→ Exercise task 1:
In the email thread about the work generator, how many workunits were ready to send instead of the usual 500?

I had a similar issue with Collatz a while back.  Instead of the normal 500
WUs ready to send, there were over 50,000.  It took several weeks to clear
them out and the nightly maintenance, backup time, disk space, etc.  all
increased by 100 times until the WUs were completed.   I believe the issue
was due to a hung process from a daemon erroring out causing the shared
memory read/writes to fail. It couldn't access the shared memory so it
decided it should generate more work.  I would have preferred that it
logging an error and do nothing else.  Something more in line with:

if ((available_wus < cache_sze) &&
(no_errors_occurred_getting_available_wu_count)) 
        generate_more_work

Note: This happened a couple months ago and I don't recall the exact
details, so I think the above is how is more or less what happened, but I'm
not 100% sure.

Jon Sonntag

-----Original Message-----
From: [email protected]
[mailto:[email protected]] On Behalf Of Travis Desell
Sent: Tuesday, October 11, 2011 10:57 AM
To: [email protected]
Cc: Astro Research
Subject: [boinc_dev] bug with the work generation system

Is it possible for the work generator to go a bit haywire?  If we're using a
policy which checks to see the number of unsent workunits, if one of the
feeder queries gets hung up, is it possible for the work generator to keep
thinking that there aren't enough unsent workunits because the feeder hasn't
updated things and then repeatedly generate more workunits which could flood
the database?

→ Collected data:
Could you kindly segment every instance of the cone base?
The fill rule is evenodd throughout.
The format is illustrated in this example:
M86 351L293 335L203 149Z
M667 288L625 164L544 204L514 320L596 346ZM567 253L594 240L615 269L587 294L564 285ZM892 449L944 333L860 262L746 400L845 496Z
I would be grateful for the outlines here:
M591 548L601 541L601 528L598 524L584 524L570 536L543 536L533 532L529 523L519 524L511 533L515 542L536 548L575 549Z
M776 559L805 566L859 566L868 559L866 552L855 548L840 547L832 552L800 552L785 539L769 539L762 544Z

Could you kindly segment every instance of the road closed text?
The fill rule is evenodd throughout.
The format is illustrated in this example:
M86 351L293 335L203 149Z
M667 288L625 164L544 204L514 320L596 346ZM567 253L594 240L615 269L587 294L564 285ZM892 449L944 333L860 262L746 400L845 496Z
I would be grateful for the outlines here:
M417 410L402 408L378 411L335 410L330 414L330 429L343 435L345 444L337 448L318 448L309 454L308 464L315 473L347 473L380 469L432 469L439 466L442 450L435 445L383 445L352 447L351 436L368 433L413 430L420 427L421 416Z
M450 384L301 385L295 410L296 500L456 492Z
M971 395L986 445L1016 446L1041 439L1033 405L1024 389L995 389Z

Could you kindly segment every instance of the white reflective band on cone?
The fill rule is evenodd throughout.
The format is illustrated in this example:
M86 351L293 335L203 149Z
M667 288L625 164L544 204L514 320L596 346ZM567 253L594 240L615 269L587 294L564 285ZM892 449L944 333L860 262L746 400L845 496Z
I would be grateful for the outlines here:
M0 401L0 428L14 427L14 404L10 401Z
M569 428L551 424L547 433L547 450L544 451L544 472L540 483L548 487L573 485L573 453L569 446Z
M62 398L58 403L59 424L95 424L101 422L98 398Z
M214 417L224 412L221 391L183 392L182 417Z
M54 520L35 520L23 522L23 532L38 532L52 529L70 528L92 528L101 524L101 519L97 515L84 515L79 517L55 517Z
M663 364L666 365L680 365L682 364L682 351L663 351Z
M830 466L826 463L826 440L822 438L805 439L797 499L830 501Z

→ Exercise task 2:
Lay out the listing as a Markdown table with the columns Row and Line. Begin at the listing's first line, stop after the line that contains "M971 395L986 445L1016", and skip any blank lines.

→ Solution 1:
Over 50,000.

→ Solution 2:
| Row | Line |
|---|---|
| 1 | Could you kindly segment every instance of the cone base? |
| 2 | The fill rule is evenodd throughout. |
| 3 | The format is illustrated in this example: |
| 4 | M86 351L293 335L203 149Z |
| 5 | M667 288L625 164L544 204L514 320L596 346ZM567 253L594 240L615 269L587 294L564 285ZM892 449L944 333L860 262L746 400L845 496Z |
| 6 | I would be grateful for the outlines here: |
| 7 | M591 548L601 541L601 528L598 524L584 524L570 536L543 536L533 532L529 523L519 524L511 533L515 542L536 548L575 549Z |
| 8 | M776 559L805 566L859 566L868 559L866 552L855 548L840 547L832 552L800 552L785 539L769 539L762 544Z |
| 9 | Could you kindly segment every instance of the road closed text? |
| 10 | The fill rule is evenodd throughout. |
| 11 | The format is illustrated in this example: |
| 12 | M86 351L293 335L203 149Z |
| 13 | M667 288L625 164L544 204L514 320L596 346ZM567 253L594 240L615 269L587 294L564 285ZM892 449L944 333L860 262L746 400L845 496Z |
| 14 | I would be grateful for the outlines here: |
| 15 | M417 410L402 408L378 411L335 410L330 414L330 429L343 435L345 444L337 448L318 448L309 454L308 464L315 473L347 473L380 469L432 469L439 466L442 450L435 445L383 445L352 447L351 436L368 433L413 430L420 427L421 416Z |
| 16 | M450 384L301 385L295 410L296 500L456 492Z |
| 17 | M971 395L986 445L1016 446L1041 439L1033 405L1024 389L995 389Z |